> **EXERCISE AIM**
Starting at the line below holding "Query: dark background" and stopping at the line holding "Query: man's right hand", print every line exactly, both ends included, and leave the rest out.

———

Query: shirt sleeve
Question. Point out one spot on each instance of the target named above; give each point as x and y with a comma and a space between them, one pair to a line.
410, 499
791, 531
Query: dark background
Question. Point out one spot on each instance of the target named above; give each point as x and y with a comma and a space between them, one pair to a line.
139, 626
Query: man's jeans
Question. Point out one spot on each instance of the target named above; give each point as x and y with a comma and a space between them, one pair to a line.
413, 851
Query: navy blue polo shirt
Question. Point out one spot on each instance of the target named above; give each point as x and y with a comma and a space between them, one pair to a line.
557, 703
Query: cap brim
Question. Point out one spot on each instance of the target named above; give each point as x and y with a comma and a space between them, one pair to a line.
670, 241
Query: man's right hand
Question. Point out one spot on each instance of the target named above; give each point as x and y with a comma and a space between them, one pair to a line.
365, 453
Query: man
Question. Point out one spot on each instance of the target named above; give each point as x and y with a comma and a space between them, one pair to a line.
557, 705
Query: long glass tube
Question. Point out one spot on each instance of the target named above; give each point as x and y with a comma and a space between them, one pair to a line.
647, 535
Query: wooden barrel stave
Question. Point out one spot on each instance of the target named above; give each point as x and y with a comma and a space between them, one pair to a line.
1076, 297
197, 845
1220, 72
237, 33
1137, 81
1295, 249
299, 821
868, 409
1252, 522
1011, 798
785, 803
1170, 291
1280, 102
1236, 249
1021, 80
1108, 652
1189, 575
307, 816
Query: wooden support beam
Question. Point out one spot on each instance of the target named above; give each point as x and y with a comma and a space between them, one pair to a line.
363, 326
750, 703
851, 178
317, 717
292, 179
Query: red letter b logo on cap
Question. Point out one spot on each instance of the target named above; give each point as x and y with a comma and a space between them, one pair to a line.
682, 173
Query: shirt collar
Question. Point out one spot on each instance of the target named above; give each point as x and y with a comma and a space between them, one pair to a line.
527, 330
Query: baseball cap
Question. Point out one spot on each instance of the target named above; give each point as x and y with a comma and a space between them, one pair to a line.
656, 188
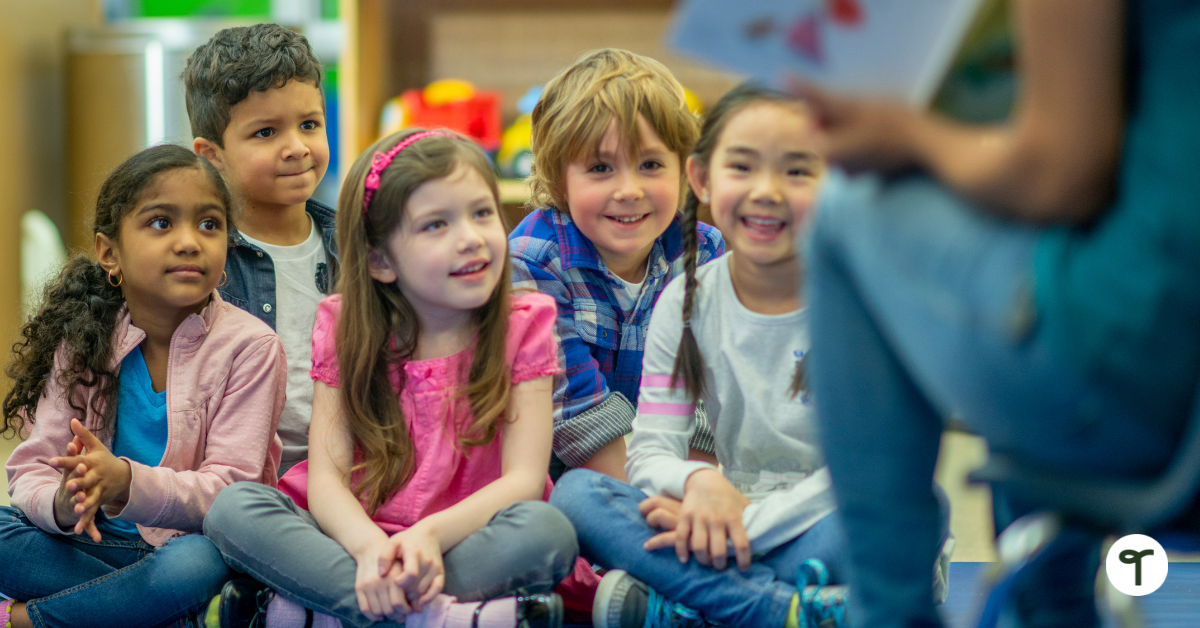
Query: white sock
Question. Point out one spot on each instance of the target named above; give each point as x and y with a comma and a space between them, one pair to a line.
445, 612
282, 612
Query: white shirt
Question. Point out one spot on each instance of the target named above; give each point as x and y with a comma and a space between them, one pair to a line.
628, 292
766, 438
295, 298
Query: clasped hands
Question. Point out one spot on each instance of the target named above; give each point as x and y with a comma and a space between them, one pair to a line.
703, 524
400, 574
91, 478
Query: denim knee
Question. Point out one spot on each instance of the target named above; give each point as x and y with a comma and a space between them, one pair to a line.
547, 537
193, 558
574, 490
228, 509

———

> **EXERCISE OUTPUT**
Query: dark background
Question. Point out one spot on each instance of the target named above; give each point as x and y with a comma and a space between them, one pair to a line.
139, 626
Query: man's jeans
Question. Point out one spot on each instance of the target named above; give each point as x and y with a comma and a space between them, one pair to a line.
413, 851
Query: navy blue polo shirt
Question. Point out one spot on each instance of the target named above; give each point as x and y with a comma and a space between them, one pair to a line.
557, 703
Query: cap brim
Question. Point out one spot on each instance of the target named above; give each point as x and y with a comma and a space between them, one pair to a line.
670, 241
Query: man's right hand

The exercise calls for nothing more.